[Entries]:
·····
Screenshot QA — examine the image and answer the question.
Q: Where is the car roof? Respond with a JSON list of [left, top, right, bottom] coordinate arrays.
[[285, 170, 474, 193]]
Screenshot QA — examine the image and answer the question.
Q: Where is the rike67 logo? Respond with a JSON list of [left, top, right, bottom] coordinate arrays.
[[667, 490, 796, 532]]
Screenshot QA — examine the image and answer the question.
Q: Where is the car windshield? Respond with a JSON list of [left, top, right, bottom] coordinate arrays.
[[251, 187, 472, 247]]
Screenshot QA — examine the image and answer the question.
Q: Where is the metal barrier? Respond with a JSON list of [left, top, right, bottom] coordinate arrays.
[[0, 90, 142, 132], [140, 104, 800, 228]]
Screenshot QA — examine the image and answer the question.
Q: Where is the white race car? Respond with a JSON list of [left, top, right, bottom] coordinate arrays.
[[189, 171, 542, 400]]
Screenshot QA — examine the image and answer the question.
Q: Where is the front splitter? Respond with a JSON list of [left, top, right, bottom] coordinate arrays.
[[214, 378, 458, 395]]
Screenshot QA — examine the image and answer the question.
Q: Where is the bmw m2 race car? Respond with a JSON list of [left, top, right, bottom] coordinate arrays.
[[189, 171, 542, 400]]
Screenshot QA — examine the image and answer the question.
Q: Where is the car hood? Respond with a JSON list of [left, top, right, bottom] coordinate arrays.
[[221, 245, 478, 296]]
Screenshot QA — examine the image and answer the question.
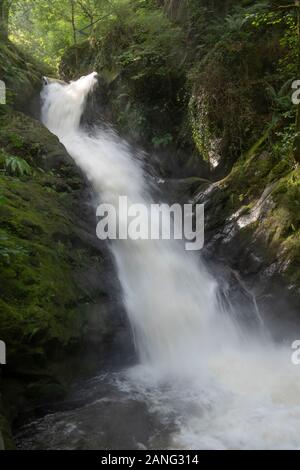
·····
[Exercise directions]: Copy out the items from the very first line through the line containing "[[0, 90, 142, 132], [140, 104, 800, 228]]", both included and requests kept, and raise every coordinate in the answers by 7.

[Task output]:
Screenshot QA — examine the image and answer the question.
Q: Where is the car roof? Respond with a JSON list of [left, top, right, bottom] coordinate arrays.
[[292, 177, 481, 200]]
Screenshot QA — examine the image and answer the question.
Q: Where is the rike67 logo? Respond with a JSON list of [left, top, right, bottom] coordinate arrays.
[[674, 497, 803, 539]]
Screenshot QA — examine the image and answer the question.
Q: Where is the car windshield? Respond with a JSON list of [left, top, right, bottom] coordinate arrays.
[[258, 194, 479, 254]]
Screenshot QA — examine the image and answer the question.
Q: Where is the metal barrier? Respond with a JSON list of [left, top, right, bottom] coordinate arrays.
[[7, 97, 149, 139], [147, 111, 807, 235]]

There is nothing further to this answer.